● **Passage provided**:
========================================================================
Building a Streaming Pipeline
Using Amazon Kinesis Data Streams and Redshift to develop a Modern Streaming Pipeline Architecture
Intro
The demand for near real-time data access is surging across industries. Businesses are increasingly reliant on up-to-the-minute insights to make critical decisions, optimize operations, and deliver exceptional customer experiences. At Squadra Labs, we recognized this growing need and explored implementing streaming solutions in the cloud using the robust and scalable tools offered by AWS. In this blog post, we'll share our learnings and guide you through building a serverless streaming pipeline for near real-time data access on AWS.
Modern Streaming Data Architecture
A modern streaming data stack consists of five key components:
As mentioned before, the article’s focus is on building a serverless, scalable streaming pipeline for near real-time data access. We'll follow an ELT (Extract, Load, Transform) approach, storing raw data first and transforming it later for data warehouse consumption. This will suit as a perfect opportunity to leverage tools like dbt.
Our experience across various client projects has revealed a common streaming architecture that's increasingly becoming the standard for real-time data processing. This proven approach is depicted in the following diagram, which details its key components.
In essence, this streaming pipeline demonstrates how data can be continuously produced from a source, published to a central topic, and then subscribed to and processed by a designated consumer. This architecture enables real-time data processing and analytics.
Common Streaming Architecture on AWS
The practical implementation utilizing the AWS ecosystem to implement the streaming architecture utilizes:
One advantage of this topology is its simplicity. Redshift acts as the consumer, eliminating the need for a separate service. You simply configure a specific schema in Redshift for Kinesis, allowing you to read each Kinesis topic as a table within that schema.
Kinesis Data Stream guarantees high-throughput data ingestion, ensuring producers can send data without information loss.
We've included a Lambda function as a data producer, mimicking data from an external IoT device. This approach demonstrates how to extend the solution to real-world applications. The following picture shows the specific AWS architecture diagram.
Once you have a grasp of the components and their roles, you're well on your way to building your own streaming pipeline!. Building your own streaming pipeline can seem complex. Let Squadra Labs bridge the gap. Our data engineering team can translate these concepts into a tailored solution for your specific needs. Contact us today to discuss your project and get started!.
========================================================================
● **Given problem 1**: In the streaming pipeline post, which service acts as the consumer?

Dataset rows:
========================================================================
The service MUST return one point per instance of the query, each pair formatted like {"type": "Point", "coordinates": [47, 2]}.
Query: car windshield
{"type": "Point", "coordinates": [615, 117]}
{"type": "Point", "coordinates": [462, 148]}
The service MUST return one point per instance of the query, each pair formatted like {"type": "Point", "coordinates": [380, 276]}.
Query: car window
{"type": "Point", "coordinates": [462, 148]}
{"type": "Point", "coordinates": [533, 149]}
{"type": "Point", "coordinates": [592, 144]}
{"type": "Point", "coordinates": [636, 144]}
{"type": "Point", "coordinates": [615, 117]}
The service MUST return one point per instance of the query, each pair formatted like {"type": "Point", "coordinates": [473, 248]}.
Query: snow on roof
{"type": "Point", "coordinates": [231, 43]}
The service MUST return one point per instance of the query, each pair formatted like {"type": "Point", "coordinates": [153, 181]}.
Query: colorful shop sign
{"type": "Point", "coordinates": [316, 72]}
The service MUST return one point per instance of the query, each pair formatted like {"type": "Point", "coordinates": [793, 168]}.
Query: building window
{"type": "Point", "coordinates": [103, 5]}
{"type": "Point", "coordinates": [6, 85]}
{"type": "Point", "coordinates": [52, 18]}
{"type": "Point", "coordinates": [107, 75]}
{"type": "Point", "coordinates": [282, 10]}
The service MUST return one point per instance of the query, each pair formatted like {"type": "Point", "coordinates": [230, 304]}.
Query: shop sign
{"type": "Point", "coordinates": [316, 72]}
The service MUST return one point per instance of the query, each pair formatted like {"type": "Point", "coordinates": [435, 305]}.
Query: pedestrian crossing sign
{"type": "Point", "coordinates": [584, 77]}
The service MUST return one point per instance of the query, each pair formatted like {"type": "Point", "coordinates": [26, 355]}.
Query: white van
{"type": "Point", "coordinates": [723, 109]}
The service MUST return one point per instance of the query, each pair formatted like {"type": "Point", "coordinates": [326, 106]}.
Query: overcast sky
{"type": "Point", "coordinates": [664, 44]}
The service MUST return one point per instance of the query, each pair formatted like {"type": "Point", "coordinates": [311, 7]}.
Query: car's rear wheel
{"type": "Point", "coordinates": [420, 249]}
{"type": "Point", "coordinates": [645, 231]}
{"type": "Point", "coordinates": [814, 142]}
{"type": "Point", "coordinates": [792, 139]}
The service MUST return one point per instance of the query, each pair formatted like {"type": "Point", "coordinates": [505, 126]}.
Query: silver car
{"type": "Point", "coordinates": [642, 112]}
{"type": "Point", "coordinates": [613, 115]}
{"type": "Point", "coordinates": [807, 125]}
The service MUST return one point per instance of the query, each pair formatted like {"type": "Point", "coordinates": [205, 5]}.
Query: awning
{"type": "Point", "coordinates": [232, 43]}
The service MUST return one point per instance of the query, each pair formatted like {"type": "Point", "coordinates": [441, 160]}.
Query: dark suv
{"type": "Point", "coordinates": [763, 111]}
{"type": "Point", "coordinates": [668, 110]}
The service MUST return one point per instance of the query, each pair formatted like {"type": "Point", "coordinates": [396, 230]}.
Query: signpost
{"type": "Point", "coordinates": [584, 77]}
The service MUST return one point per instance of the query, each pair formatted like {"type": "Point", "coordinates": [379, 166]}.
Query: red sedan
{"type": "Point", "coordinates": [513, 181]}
========================================================================
● **Given problem 2**: List every line in the listing that contains the string "shop", with case counting.

● **Worked answer 1**: Redshift acts as the consumer.

● **Worked answer 2**:
Query: colorful shop sign
Query: shop sign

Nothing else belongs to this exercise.